◆ Task to complete: Only those lines running from the line that contains "like [248, 100]." through the end of the material are to be written out, each exactly as shown.

◆ Entries:
# # # #
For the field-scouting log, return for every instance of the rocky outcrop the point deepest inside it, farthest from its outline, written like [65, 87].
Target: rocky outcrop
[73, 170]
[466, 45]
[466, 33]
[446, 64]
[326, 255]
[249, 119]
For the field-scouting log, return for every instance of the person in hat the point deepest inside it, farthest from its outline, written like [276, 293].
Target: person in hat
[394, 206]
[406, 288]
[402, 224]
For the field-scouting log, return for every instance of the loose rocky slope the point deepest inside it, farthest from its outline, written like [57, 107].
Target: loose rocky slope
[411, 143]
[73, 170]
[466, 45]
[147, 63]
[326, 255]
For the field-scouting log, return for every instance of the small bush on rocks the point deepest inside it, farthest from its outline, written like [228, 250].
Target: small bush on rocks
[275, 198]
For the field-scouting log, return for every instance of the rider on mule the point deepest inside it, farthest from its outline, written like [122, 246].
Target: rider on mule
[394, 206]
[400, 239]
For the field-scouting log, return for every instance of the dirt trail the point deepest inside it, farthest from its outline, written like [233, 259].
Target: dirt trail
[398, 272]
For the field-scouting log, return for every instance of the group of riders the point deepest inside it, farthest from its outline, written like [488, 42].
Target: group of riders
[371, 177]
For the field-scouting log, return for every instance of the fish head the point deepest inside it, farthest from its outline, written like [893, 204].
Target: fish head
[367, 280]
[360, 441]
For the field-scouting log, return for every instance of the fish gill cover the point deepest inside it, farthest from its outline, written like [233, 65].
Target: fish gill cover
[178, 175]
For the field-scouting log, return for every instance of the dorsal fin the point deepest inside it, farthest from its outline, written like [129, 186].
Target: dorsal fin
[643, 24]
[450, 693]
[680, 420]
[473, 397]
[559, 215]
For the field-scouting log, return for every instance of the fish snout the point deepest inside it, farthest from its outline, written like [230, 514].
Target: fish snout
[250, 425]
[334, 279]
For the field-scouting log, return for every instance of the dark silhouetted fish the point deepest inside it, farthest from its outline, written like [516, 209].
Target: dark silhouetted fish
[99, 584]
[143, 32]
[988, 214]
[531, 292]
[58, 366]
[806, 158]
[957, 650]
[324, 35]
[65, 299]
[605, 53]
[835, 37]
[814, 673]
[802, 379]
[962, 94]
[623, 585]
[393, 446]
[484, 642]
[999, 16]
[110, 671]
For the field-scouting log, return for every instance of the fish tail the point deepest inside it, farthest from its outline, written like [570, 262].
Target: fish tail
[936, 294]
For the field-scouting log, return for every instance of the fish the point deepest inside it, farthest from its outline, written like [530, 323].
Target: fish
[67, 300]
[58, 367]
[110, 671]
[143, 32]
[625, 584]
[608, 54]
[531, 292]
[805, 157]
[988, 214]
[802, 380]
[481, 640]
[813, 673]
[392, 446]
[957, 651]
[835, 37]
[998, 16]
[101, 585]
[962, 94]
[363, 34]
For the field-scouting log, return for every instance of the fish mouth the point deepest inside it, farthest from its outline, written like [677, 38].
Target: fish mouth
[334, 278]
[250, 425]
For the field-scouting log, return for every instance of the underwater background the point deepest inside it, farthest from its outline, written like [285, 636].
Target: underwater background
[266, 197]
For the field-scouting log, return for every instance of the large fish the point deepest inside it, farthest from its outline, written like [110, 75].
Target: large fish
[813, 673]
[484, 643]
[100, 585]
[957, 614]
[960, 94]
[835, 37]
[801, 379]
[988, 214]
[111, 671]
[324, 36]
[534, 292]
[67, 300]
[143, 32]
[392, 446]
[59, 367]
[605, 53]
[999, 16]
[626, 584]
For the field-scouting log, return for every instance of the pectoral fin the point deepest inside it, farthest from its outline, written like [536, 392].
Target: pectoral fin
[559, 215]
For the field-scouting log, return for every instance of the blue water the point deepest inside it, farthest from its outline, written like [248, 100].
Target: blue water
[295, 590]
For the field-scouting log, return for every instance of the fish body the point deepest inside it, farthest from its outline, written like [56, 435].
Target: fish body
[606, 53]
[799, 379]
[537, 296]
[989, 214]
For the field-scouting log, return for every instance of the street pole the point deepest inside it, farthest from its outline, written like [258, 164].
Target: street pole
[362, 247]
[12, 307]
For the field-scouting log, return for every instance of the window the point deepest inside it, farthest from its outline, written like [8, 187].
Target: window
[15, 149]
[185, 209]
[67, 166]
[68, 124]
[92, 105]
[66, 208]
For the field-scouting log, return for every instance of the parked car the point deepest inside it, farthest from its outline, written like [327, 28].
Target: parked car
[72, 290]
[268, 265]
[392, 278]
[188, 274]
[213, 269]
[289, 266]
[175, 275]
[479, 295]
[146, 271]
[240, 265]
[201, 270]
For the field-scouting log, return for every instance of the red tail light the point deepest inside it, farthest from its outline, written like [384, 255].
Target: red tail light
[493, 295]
# # # #
◆ Written reply:
For the field-scouting log, return for every instance of the blue water the point deepest inside it, farthest from its outline, written like [248, 100].
Target: blue water
[295, 590]
For the field-scouting log, return for every instance of the fish body the point deepest inside it, farthest from its outline, written like [56, 435].
Target: fish body
[606, 53]
[799, 379]
[537, 296]
[989, 214]
For the field-scouting log, return for every instance of the street pole the point deepest inside it, farthest from its outline, written like [258, 164].
Target: street pole
[362, 247]
[12, 307]
For the field-scouting log, return for every instance of the window the point deepest inside it, farthest from its outline, written like [8, 187].
Target: window
[15, 149]
[185, 209]
[67, 166]
[68, 124]
[92, 105]
[66, 208]
For the field-scouting log, return for every instance of the parked car the point deepest inside it, farthest from its outline, written like [327, 28].
Target: parked car
[72, 290]
[268, 265]
[392, 278]
[188, 274]
[213, 269]
[289, 266]
[175, 275]
[479, 295]
[146, 271]
[240, 265]
[201, 270]
For the field-scouting log, return for every instance of the red tail light the point deepest inside it, farthest from its outline, written like [384, 255].
Target: red tail light
[493, 295]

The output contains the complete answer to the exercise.